Print each of the entries below again word for word, in the same order and without any changes.

§ The records
+ + + +
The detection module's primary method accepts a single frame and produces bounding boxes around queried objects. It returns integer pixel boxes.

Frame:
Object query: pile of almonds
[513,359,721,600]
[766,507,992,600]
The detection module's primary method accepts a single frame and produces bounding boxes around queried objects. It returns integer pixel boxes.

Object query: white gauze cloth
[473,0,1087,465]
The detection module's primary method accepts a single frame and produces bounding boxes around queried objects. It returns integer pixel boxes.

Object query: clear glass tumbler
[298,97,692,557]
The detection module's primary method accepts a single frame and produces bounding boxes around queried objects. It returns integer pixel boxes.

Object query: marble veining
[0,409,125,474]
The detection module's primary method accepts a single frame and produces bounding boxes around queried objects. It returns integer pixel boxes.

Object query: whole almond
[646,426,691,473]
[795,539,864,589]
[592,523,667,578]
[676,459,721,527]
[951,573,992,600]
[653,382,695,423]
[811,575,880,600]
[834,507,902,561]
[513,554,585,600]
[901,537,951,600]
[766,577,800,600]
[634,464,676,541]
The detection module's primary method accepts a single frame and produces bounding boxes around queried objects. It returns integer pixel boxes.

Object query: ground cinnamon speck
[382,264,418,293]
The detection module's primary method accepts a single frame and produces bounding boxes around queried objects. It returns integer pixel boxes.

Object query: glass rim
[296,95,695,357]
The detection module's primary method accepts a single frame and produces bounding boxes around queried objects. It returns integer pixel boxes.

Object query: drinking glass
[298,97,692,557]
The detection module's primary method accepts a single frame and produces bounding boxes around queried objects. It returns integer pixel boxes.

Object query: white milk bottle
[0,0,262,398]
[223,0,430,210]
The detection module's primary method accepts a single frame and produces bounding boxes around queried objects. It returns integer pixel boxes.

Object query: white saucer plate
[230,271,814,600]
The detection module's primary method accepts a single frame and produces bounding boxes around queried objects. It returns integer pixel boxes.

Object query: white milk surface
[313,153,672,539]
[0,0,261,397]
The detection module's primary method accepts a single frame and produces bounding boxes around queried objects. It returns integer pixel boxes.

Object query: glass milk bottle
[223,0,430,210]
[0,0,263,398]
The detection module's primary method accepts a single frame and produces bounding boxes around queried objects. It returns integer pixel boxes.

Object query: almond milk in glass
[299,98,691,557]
+ + + +
§ Written solution
The detection module's primary method accepts a single frame and produces bounding boxes around queried objects. It returns integer pixel boxes.

Frame:
Object query: pile of almonds
[513,359,721,600]
[766,507,992,600]
The detection module's primary method accepts a single frame and produces bounding boxes around queried objects. It returns integer pixel boxes.

Object query: white gauze cloth
[473,0,1087,465]
The detection module's primary method accepts a single frame and produces bounding boxes around queried objects. It returns integer pixel boxes.

Object query: clear glass tumbler
[298,97,692,557]
The detection module's primary method accepts a single frame and produces bounding boxes around queried objects. It returns integer pixel boxes.

Object query: marble veining
[0,409,125,474]
The detection module's primary method accepts a single frame and produces bounding boxes around queried objects. It returns integer pixel boxes.

Object query: whole almond
[646,426,691,473]
[795,539,864,589]
[592,523,667,578]
[676,459,721,527]
[951,573,992,600]
[653,382,695,423]
[811,575,880,600]
[834,507,902,561]
[513,554,585,600]
[901,537,951,600]
[766,577,800,600]
[634,464,676,541]
The detection module's primary method accepts a single frame and produces bounding boxes around queried objects. It returns integer pixel boxes.

Object query: ground cinnamon speck
[382,264,418,293]
The detection module's primary method accepts a single frame and produces bounding boxes around queried objects. It returns integer pixel boxes.

Object query: glass rim
[296,95,695,357]
The detection module's primary method accepts a single frame and produces bounding boxes around queried objects. It returns integer pixel boxes.

Object query: drinking glass
[298,97,692,557]
The detection module's primary method accepts a single frame and produces bounding boxes around queried objects. It returns integer pixel boxes.

Object query: white milk bottle
[0,0,262,398]
[223,0,430,210]
The detection module's primary method accepts a single frame and produces bounding boxes around queried objects. It returns integer pixel boxes.

Object query: white saucer plate
[230,271,814,600]
The detection module's primary method accepts a single frame and produces bounding boxes around queried objects. It returns integer pixel boxes.

Object query: white milk surface
[313,153,672,539]
[0,0,261,397]
The detection module's primary method accepts a single frame and produces bounding boxes around queried objects. It returns integer pixel boxes.

Object query: glass milk bottle
[223,0,430,210]
[0,0,263,398]
The detection module's primary method accepts a single frame and produces bounding boxes around queried objects. It returns integer pixel boxes.

Object query: almond milk in glass
[299,98,691,557]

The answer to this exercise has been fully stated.